_ABOUT THIS TASK_.
From the line with "Your task is to find every instance of white" through the final line, please write out the listing exactly, including both of those lines.

-.-.-

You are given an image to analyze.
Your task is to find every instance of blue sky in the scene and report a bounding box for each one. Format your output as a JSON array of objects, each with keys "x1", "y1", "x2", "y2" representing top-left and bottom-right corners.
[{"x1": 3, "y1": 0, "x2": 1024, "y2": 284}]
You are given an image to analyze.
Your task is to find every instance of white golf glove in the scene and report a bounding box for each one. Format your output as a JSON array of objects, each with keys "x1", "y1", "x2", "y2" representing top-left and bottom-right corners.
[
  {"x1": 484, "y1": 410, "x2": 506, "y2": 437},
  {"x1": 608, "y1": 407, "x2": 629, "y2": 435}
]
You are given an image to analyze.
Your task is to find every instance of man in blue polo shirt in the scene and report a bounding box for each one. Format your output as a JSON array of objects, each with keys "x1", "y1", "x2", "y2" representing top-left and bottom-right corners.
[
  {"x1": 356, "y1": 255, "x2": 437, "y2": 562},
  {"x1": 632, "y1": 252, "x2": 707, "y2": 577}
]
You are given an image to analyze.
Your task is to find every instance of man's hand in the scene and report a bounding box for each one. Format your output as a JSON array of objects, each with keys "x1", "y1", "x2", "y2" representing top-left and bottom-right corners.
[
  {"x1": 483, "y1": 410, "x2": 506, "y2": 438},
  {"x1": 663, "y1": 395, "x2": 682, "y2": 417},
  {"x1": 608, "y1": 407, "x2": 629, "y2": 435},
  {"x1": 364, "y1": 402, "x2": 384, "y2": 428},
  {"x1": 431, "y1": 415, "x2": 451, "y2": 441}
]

-.-.-

_RESPONSE_.
Your task is to find every instance of white golf glove in the scene and report a bounding box for each one. Format your output as a JSON array of objects, each with keys "x1", "y1", "x2", "y2" representing top-left and bottom-right corners.
[
  {"x1": 484, "y1": 410, "x2": 506, "y2": 437},
  {"x1": 608, "y1": 407, "x2": 629, "y2": 435}
]
You are given an image to analyze.
Your task is to find every instance of man in blue polo shirt in the scene and report a bounding box for each one. Format your output as a JSON array of objects, each with keys "x1", "y1", "x2", "y2" representing top-left and bottom-right corners.
[
  {"x1": 356, "y1": 255, "x2": 437, "y2": 562},
  {"x1": 632, "y1": 252, "x2": 707, "y2": 577}
]
You are given an image to analyze.
Your task is to find every instance of man's hand in the scene and report a bounding box for each one. Format your output as a JSON array of objects, each with keys "x1", "y1", "x2", "y2" representing top-left and bottom-right corners.
[
  {"x1": 483, "y1": 410, "x2": 506, "y2": 438},
  {"x1": 663, "y1": 395, "x2": 682, "y2": 417},
  {"x1": 608, "y1": 407, "x2": 629, "y2": 435},
  {"x1": 364, "y1": 402, "x2": 384, "y2": 428},
  {"x1": 431, "y1": 415, "x2": 451, "y2": 441}
]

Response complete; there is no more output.